**AUFGABEN**.
A. Prüfe, ob die folgenden Aussagen mit dem Text über Teotihuacan übereinstimmen: (i) Die Statue auf der Sonnenpyramide war mit Gold und Silber überzogen. (ii) Juan de Zumarraga ließ die Statue erhalten. (iii) Die Sonnenpyramide hat ein kleineres Volumen als die Cheopspyramide. Antworte jeweils mit Ja oder Nein und zitiere die entscheidenden Worte des Textes wörtlich.
B. Aktualisiere im Text über Teotihuacan alles von „Noch zu Zeiten“ bis hinunter zu „durchgeplant worden ist.“, indem du „Statue“ durch „Figur“ ersetzt, und gib den Abschnitt vollständig wieder.

**BEREITGESTELLTER TEXT**.
#####

Eine Unmöglichkeit: Den Erbauern von Teotihuacan wird in der gesamten wissenschaftlichen Literatur eine Schrift abgesprochen! Wie soll man dann die komplizierten Baupläne von Generation zu Generation überliefert haben? Etwa mündlich?
Steht man auf der Mondpyramide und blickt gegen Süden, so sieht man nur noch eine Srtraße. Die schier endlose Treppe, die man von Süden kommend aus bestaunte, sie ist jetzt `verschwunden`.
Die Sonnen-Pyramide von Teotihuacan (Grundfläche 222 mal 265 Meter) ist das gewaltigste, bisher bekannte Bauwerk Südamerikas. Ihr Volumen übertrifft sogar das der ägyptischen Cheopspyramide. Ein erstaunliches Kuriosum: Der Gesamtkomplex von Teotihuacan ist so angelegt, daß Sonnen- und Mond-Pyramide beide gleich hoch zu sein scheinen. Dabei überragt die Sonnen-Pyramide ihre `Kollegin` um 20 Meter.
Noch zu Zeiten der Spanier stand auf der Spitze der Sonnenpyramide eine gewaltige Statue. Sie soll einen Gott dargestellt haben, was Juan de Zumarraga, den ersten Bischof von Mexiko, wenig interessierte. Er ließ die Statue zerschlagen. Das Kunstwerk war mit Gold und Silber überzogen. Daraus wurden Barren gegossen.
Je intensiver sich Wissenschaftler mit Teotihuacan beschäftigen, desto mehr kommen sie zur Überzeugung, daß die gesamte gigantische Anlage alles andere als willkürlich gebaut, sondern bis ins kleinste Detail sorgsam durchgeplant worden ist.

#####

**AUSZUG AUS DATENSATZ**.
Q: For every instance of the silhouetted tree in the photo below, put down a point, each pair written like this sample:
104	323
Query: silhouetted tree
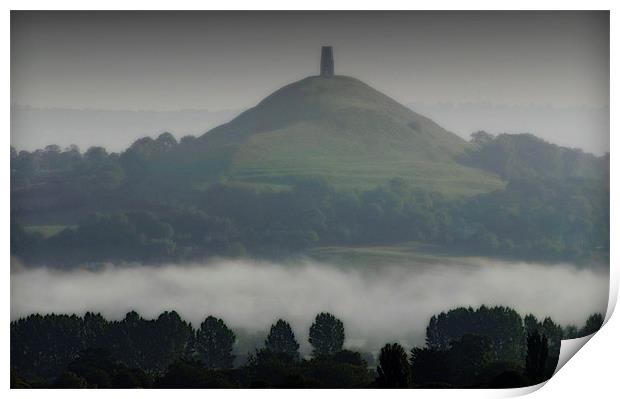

#####

**ANTWORTEN JE AUFGABE**.
A.
(i) Ja: „Das Kunstwerk war mit Gold und Silber überzogen.“
(ii) Nein: „Er ließ die Statue zerschlagen.“
(iii) Nein: „Ihr Volumen übertrifft sogar das der ägyptischen Cheopspyramide.“

B.
Noch zu Zeiten der Spanier stand auf der Spitze der Sonnenpyramide eine gewaltige Figur. Sie soll einen Gott dargestellt haben, was Juan de Zumarraga, den ersten Bischof von Mexiko, wenig interessierte. Er ließ die Figur zerschlagen. Das Kunstwerk war mit Gold und Silber überzogen. Daraus wurden Barren gegossen.
Je intensiver sich Wissenschaftler mit Teotihuacan beschäftigen, desto mehr kommen sie zur Überzeugung, daß die gesamte gigantische Anlage alles andere als willkürlich gebaut, sondern bis ins kleinste Detail sorgsam durchgeplant worden ist.